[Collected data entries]
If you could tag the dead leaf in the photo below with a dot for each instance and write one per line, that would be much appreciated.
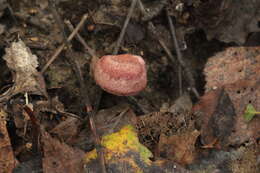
(231, 65)
(216, 118)
(237, 70)
(179, 148)
(26, 77)
(59, 157)
(7, 159)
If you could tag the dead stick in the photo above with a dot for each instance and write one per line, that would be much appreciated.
(122, 33)
(180, 58)
(81, 40)
(63, 45)
(91, 113)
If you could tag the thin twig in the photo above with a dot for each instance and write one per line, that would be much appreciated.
(81, 40)
(91, 113)
(152, 29)
(63, 45)
(122, 33)
(52, 6)
(187, 70)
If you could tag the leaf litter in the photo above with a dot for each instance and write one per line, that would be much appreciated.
(159, 130)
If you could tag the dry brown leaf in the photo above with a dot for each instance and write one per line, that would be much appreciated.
(7, 159)
(231, 65)
(237, 70)
(179, 148)
(216, 116)
(59, 157)
(26, 77)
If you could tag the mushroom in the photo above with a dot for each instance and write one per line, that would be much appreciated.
(122, 75)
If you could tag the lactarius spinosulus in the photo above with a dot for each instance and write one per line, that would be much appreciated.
(122, 75)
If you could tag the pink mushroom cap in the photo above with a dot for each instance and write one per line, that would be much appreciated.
(122, 75)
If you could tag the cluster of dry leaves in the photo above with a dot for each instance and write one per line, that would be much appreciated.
(201, 137)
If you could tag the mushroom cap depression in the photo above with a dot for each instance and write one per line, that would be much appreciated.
(122, 75)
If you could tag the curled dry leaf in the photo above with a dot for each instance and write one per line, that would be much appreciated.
(26, 77)
(236, 70)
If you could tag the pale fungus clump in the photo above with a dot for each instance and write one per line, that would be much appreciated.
(122, 75)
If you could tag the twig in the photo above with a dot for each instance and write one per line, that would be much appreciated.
(91, 113)
(63, 45)
(122, 33)
(187, 71)
(152, 29)
(81, 40)
(52, 6)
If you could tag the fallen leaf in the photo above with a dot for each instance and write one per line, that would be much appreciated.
(215, 117)
(26, 77)
(237, 69)
(59, 157)
(179, 148)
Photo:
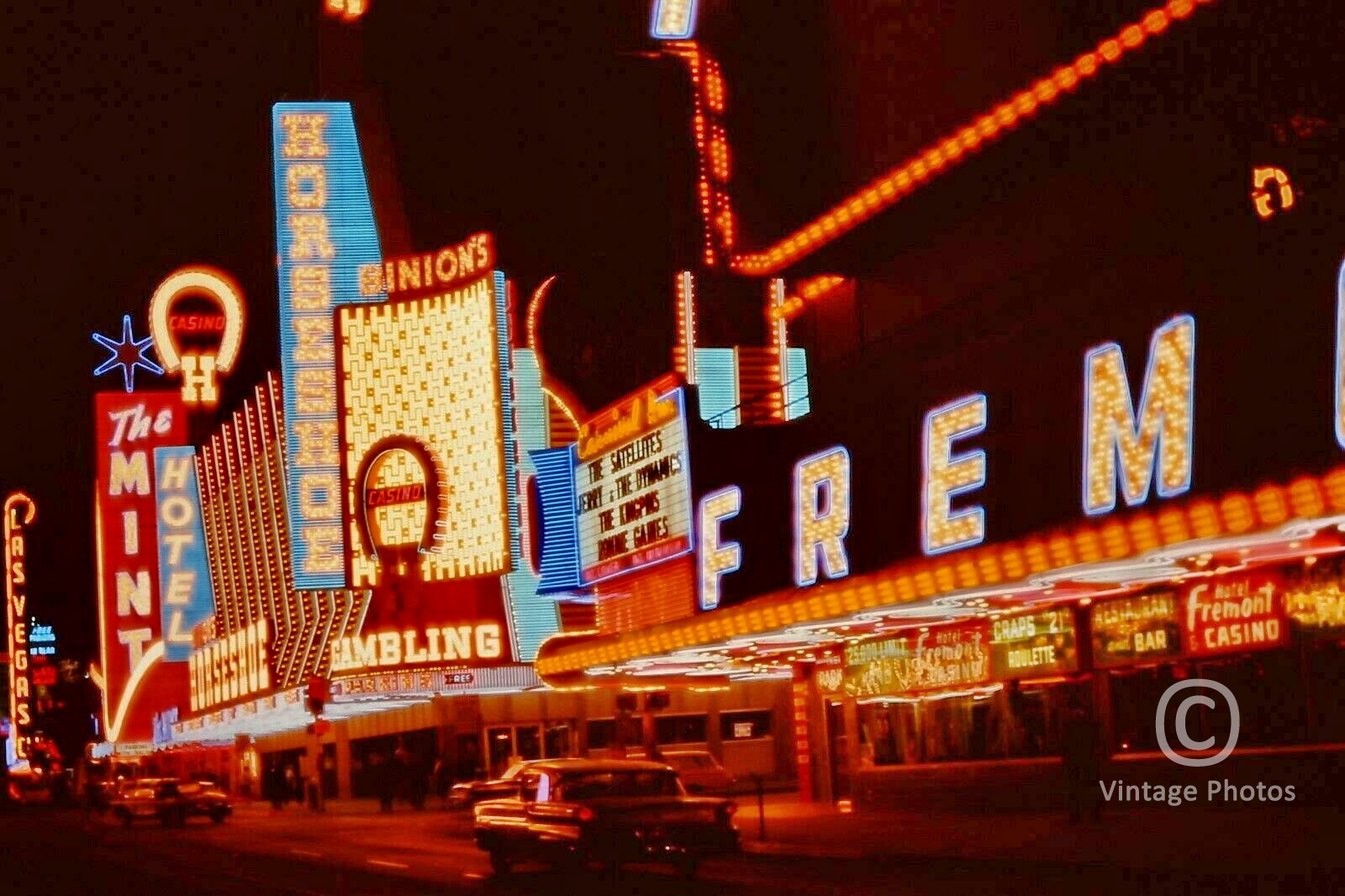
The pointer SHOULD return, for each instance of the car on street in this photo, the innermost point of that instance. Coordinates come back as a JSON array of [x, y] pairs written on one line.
[[170, 801], [578, 811], [699, 771], [468, 793]]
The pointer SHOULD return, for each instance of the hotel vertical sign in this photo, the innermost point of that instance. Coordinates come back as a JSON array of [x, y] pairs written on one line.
[[128, 428], [324, 233]]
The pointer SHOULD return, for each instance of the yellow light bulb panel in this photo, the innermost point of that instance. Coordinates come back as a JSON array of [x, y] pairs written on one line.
[[428, 369]]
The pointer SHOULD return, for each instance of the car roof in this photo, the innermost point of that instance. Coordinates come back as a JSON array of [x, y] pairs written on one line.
[[599, 764]]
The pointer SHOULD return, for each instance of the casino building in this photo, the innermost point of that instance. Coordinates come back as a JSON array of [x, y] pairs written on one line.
[[1042, 419]]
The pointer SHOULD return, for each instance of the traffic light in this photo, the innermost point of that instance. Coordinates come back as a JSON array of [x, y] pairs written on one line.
[[318, 694]]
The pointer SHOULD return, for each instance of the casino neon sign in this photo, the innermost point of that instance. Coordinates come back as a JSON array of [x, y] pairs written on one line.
[[198, 367]]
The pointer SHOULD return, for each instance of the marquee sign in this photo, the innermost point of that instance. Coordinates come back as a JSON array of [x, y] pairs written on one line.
[[326, 233], [634, 485], [19, 513]]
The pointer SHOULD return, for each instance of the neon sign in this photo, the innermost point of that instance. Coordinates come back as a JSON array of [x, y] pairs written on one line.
[[636, 492], [1235, 614], [242, 493], [947, 475], [1264, 181], [326, 232], [672, 19], [444, 643], [820, 515], [717, 559], [127, 354], [128, 430], [198, 369], [440, 389], [1163, 434], [430, 271], [19, 513], [185, 596], [232, 667]]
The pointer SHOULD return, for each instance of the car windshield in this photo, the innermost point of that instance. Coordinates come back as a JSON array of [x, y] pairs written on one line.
[[595, 784]]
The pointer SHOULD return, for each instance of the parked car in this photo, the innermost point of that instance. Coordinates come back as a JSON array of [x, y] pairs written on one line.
[[576, 811], [170, 801], [699, 771], [470, 793]]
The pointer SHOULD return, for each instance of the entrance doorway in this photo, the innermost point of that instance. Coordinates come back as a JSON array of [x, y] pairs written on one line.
[[836, 734], [509, 744]]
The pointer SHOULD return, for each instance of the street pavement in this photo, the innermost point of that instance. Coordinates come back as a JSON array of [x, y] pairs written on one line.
[[809, 851]]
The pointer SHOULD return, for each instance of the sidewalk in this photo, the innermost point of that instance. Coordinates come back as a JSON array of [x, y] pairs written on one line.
[[1153, 837]]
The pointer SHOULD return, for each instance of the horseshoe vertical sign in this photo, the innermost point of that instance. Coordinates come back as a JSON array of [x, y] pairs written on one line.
[[197, 363]]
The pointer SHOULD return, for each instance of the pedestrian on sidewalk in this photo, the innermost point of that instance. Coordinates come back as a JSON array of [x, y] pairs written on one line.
[[275, 786], [440, 781], [385, 781], [1082, 757]]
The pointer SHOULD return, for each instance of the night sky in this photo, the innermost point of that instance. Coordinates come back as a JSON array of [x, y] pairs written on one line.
[[139, 140]]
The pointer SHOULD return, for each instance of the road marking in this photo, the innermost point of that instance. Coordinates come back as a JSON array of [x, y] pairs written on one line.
[[381, 862]]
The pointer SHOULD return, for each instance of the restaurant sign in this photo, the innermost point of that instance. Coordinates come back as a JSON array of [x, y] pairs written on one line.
[[1136, 629]]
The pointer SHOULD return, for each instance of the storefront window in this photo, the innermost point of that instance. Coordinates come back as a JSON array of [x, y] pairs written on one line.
[[558, 741], [679, 730], [746, 724], [602, 734]]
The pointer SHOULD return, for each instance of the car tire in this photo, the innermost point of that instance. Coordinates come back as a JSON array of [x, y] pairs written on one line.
[[685, 868]]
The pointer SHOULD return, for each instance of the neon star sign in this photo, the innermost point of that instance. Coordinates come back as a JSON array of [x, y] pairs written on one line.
[[127, 354]]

**WHAT TO DO:** An exact reprint of every record is required, with the pictures omitted.

**RESULT OF THIS EXERCISE:**
If you could tag the dead leaf in the photo below with a dot for each instance and write one per line, that would be much appreciated.
(231, 65)
(216, 118)
(237, 70)
(179, 148)
(26, 77)
(59, 157)
(7, 159)
If you could tag the dead stick in the photo above with a dot for each instance and write one per line, that would be much appreciated.
(122, 33)
(180, 58)
(81, 40)
(63, 45)
(91, 113)
If you could tag the thin twig in the photo above with a dot for each instance and write one per line, that would be much appreciated.
(81, 40)
(91, 113)
(152, 29)
(63, 45)
(122, 33)
(52, 6)
(187, 70)
If you could tag the leaf litter in the photo above with a dot for each instance and write one per line, that would be much appreciated.
(159, 130)
If you could tag the dry brown leaf in the photo above with a dot for each instance and write one per line, that would be much appreciated.
(7, 159)
(231, 65)
(237, 70)
(179, 148)
(216, 116)
(59, 157)
(26, 77)
If you could tag the mushroom in the photo above with a dot for each instance and write one per line, that would be much appreciated.
(122, 75)
If you could tag the lactarius spinosulus in the photo above with a dot for each instance and write one per line, that would be much appreciated.
(122, 75)
If you could tag the pink mushroom cap in the photo above with a dot for each instance and write one per line, that would be much appreciated.
(122, 75)
If you could tag the cluster of dry leaves in the photo above with a dot for each instance and write one per line, that would be much appreciated.
(201, 137)
If you could tag the mushroom cap depression in the photo above with a dot for each instance and write one per line, that would be much appreciated.
(122, 75)
If you could tag the curled dry leaf in the photo above with a dot for each instance and write one per line, that would be much appreciated.
(26, 77)
(236, 70)
If you could tag the pale fungus clump in the photo above with a dot for each instance and write one per line, that would be much appreciated.
(122, 75)
If you could tag the twig in the photo above with a dot for each instance and write one per line, that would be much appreciated.
(91, 113)
(63, 45)
(122, 33)
(187, 71)
(152, 29)
(81, 40)
(52, 6)
If you could tag the fallen leaf in the photo above with a dot for each instance and write one per line, that would be much appreciated.
(215, 117)
(26, 77)
(237, 69)
(59, 157)
(179, 148)
Photo:
The pointer SHOULD return, for each instance of the car on street in this photo, the innermost point of that instance. Coordinates come back as a JSON array of [x, y] pairs written on one line.
[[170, 801], [578, 811], [699, 771], [468, 793]]
The pointer SHOULD return, for each instance of the hotel vertical sign in this photo, the innermost point of that instance. Coordinates come back as a JSON array of [x, y] pairs written on one line.
[[128, 428], [324, 233]]
The pointer SHOULD return, for each instance of the yellow light bulb panel in this photo, the innermost point of that instance. Coordinates come back as a JSON array of [x, y] pairs written on one line.
[[428, 369]]
The pointer SHOULD return, for each instance of the car roof in this photo, the innermost point of that instance. Coordinates come back as a JSON array of [x, y] pairs written on one line.
[[599, 764]]
The pointer SHOULD return, for each instance of the casino building in this photo, the innermost point of that instance. Coordinates come back as a JSON array of [x, y] pairs written on one line.
[[1042, 419]]
The pointer SHOULD return, for each instance of the traffic light in this photo, the innermost point of that instance. Coordinates come back as a JSON array of [x, y] pairs written on one line.
[[318, 694]]
The pointer SHOULD return, for each instance of the casino neon sign in this photo, the innermost point of that instance. Coordinates come back as a JSON array of [x, y] pairs written on one line.
[[198, 367]]
The pointer SHOULD return, for each instance of the marquee sign in this photo, the innermost point of that instance. Coordinates come back as a JSON array of [x, y] pairs written on one line.
[[326, 233], [634, 485], [19, 513]]
The pointer SHOULD return, for each instance of the neon sign in this photo, the innermost point of that instance. Coordinates come back as a JSON array of [x, y] pairs written on one line.
[[636, 492], [1235, 614], [242, 493], [947, 475], [1264, 181], [326, 232], [672, 19], [444, 643], [820, 515], [717, 559], [127, 354], [128, 430], [198, 369], [440, 389], [1163, 434], [430, 271], [19, 513], [185, 596], [232, 667]]
The pointer SHOULD return, for each instance of the car windshield in this photo, the innermost point of that instance. Coordinates come back as a JSON array of [x, y] pairs written on one line.
[[595, 784]]
The pointer SHOULD return, for each instance of the parked car in this photo, the innermost point of that instance. Coordinates come back as a JSON array of [x, y] pairs written on one line.
[[576, 811], [170, 801], [699, 771], [470, 793]]
The pointer SHOULD return, for each instance of the entrance doorway in this photo, the innermost point of that instance. Coordinates come back as a JSON array of [x, y] pairs written on one line.
[[836, 734], [509, 744]]
The pointer SHOULD return, for each instance of the street pavement in this photo, the innermost point of that instance. Coordinates come back as a JSON array of [x, y] pairs written on one line.
[[809, 851]]
The pointer SHOULD return, for each instance of the sidewalk in this photo, the innermost point of that instance. Coordinates come back as a JSON array of [x, y] pairs written on one line.
[[1153, 837]]
The pointer SHOULD return, for each instance of the horseshoe vertical sign in this photo, the innermost point of that instance. Coordinates come back as a JSON array of [x, y] pairs written on one line.
[[197, 363]]
The pointer SHOULD return, for each instance of the pedestrian on sidewalk in this photo, the innermost point of that instance. Coordinates come back as a JSON array of [x, y] pairs written on one line.
[[275, 786], [440, 781], [385, 781], [1082, 757]]
The pointer SHOULD return, for each instance of the night sky in this photo, the innermost point of that instance. Coordinates come back as a JSON array of [x, y] pairs written on one line.
[[139, 140]]
The pointer SHOULD return, for each instance of the road marking in this photo, the innermost point of that instance. Coordinates come back as a JSON array of [x, y] pairs written on one line.
[[381, 862]]
The pointer SHOULD return, for each instance of the restaurant sign in this photo, the innermost point of that instance. Coordinates come back as a JSON array of [x, y] pairs written on one line.
[[1136, 629]]
The pointer SHOULD return, for each instance of the storefront window in this photo, the innermost point of that instance. Coordinates come back as a JSON array of [x, y] pairs written on one line.
[[558, 741], [679, 730], [746, 724], [602, 734]]
The pointer SHOULD return, for each instance of the car tire in this photo, the innermost point of that instance. Coordinates come back as a JSON array of [x, y] pairs written on one line.
[[685, 868]]
The pointer SHOULD return, for each instance of the neon star sign in this photo, the innermost point of that instance. Coordinates come back as a JSON array of [x, y] pairs written on one line.
[[127, 354]]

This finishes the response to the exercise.